─── Provided information

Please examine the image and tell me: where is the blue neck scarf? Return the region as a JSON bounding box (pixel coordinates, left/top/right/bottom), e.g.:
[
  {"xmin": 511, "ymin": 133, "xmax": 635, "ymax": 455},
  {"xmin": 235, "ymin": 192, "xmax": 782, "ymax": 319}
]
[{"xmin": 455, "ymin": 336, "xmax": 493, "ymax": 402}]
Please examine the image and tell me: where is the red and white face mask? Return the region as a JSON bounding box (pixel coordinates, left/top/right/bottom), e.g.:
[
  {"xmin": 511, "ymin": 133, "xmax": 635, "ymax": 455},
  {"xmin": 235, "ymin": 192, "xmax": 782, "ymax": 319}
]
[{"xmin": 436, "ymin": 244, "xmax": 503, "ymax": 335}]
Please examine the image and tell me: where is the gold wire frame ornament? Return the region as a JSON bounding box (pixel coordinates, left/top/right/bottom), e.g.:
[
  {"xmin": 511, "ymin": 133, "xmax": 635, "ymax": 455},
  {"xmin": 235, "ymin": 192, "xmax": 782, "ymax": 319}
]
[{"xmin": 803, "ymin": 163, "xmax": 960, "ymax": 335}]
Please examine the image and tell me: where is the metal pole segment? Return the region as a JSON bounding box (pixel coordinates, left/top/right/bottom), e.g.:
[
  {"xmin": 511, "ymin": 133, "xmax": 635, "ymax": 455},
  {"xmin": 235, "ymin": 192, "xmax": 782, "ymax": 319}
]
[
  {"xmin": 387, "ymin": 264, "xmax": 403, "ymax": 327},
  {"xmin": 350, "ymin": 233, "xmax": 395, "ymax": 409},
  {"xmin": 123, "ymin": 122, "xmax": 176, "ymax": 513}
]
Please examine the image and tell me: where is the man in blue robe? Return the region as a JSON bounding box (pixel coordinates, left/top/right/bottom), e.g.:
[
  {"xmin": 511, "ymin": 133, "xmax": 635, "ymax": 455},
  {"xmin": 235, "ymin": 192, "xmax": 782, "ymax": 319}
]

──────

Could you retype the records above word for word, starting with the line containing "Please examine the image and tell me: where is the metal" and going on through the last line of the records?

Please examine the image and tell me: where is the metal pole segment? Return the region as a JSON bounding box (pixel coordinates, left/top/right/bottom), e.g.:
[
  {"xmin": 511, "ymin": 133, "xmax": 635, "ymax": 455},
  {"xmin": 235, "ymin": 192, "xmax": 782, "ymax": 319}
]
[
  {"xmin": 387, "ymin": 264, "xmax": 403, "ymax": 327},
  {"xmin": 350, "ymin": 233, "xmax": 395, "ymax": 409},
  {"xmin": 123, "ymin": 122, "xmax": 176, "ymax": 513}
]
Please examine the image and tell me: where is the man in blue robe? Return the region as a JSON bounding box (pixel coordinates, left/top/right/bottom), e.g.:
[
  {"xmin": 511, "ymin": 133, "xmax": 635, "ymax": 455},
  {"xmin": 235, "ymin": 192, "xmax": 782, "ymax": 319}
]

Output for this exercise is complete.